## [What you have to do]
In the Ilangi thread below, what reason does bigdawg1 give for saying that not all fish sold as Ilangi look the same? Answer in one to three sentences.

## [Page]
## START

# a few pics of my WC Ilangi



## bigdawg1 (Apr 29, 2004)

here are a few shots of my WC Ilangi colony. i have 6m 19f in a 125 gallon tank.


----------



## Guest (Oct 9, 2008)

:drooling: AWESOME!!!!


----------



## Clay Keene (Jul 27, 2008)

:dancing: they look great. If you dont mind me asking where do you get them.
and how long have you had them. :thumb: :thumb:


----------



## parrdog (Apr 29, 2004)

Absolutely awesome!!

It's funny, there seems to be so much talk about Ilangi not having the quality of "that picture" by Ad Konings. The fish in this thread and others I've seen lately in my opinion are as nice as that picture.

Thanks for the look, your fish are just outstanding .

Jamie.


----------



## mcfish (Mar 30, 2007)

Beautiful, thanks for sharing.

Mark


----------



## eklikewhoa (Jul 11, 2006)

Beautiful Ilangi's!


----------



## Staszek (Dec 18, 2006)

Sweet looking Illangi bigdawg. :thumb:


----------



## SULLY1000 (Aug 23, 2003)

Holy ****, those are nice! Why can't my F1's look like that...


----------



## supafly (Dec 17, 2003)

Spectacular!!
These are some of the brightliest Ilangis I've seen on here. Can you PM me where you got them. I have to agree that not all Ilangis are equal, these are one of the more colorful ones. Nice score!


----------



## supadave (Jun 19, 2007)

Sweet !!!!!


----------



## TitoTee (Feb 18, 2006)

So your fish are Wild Caught opcorn:


----------



## bigdawg1 (Apr 29, 2004)

parrdog said:


> Absolutely awesome!!
> 
> It's funny, there seems to be so much talk about Ilangi not having the quality of "that picture" by Ad Konings. The fish in this thread and others I've seen lately in my opinion are as nice as that picture.
> 
> ...


thanks. and i agree not all of them look the same. the true ilangi has a couple close cousins that come in and are sold as ilangi but don't have the color that the true ilangi has.


----------



## bigdawg1 (Apr 29, 2004)

TitoTee said:


> So your fish are Wild Caught opcorn:


uh oh not this again. this has been talked about and talked about. i will say this. i trust the source i got them from. they look great and i am super happy with them and that's all that counts to me.


----------



## eklikewhoa (Jul 11, 2006)

That's all that should matter.

Regardless of what they are they are nice.... Haters will Hate.


----------



## sawboy (Sep 18, 2006)

Great looking fish :thumb: My Ilangi are growing like weeds and some of em are really starting to brighten up like yours.


----------



## Brichardiman (Jul 30, 2005)

Thats what I call Ilangi!! Those are one of the best Ilangi groups I have ever seen. Take care of them ... there arenÂ´t many left. :thumb:


----------



## TitoTee (Feb 18, 2006)

## END

## [Collected material]
## START

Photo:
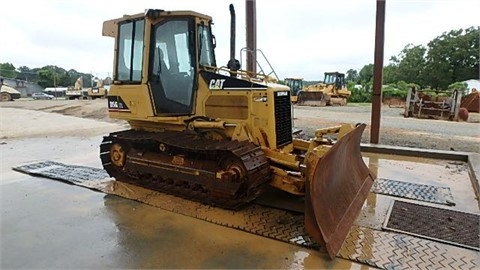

## END

## [Exercise response]
The true Ilangi has a couple of close cousins that come in and are sold as Ilangi. Those cousins don't have the color of the true Ilangi.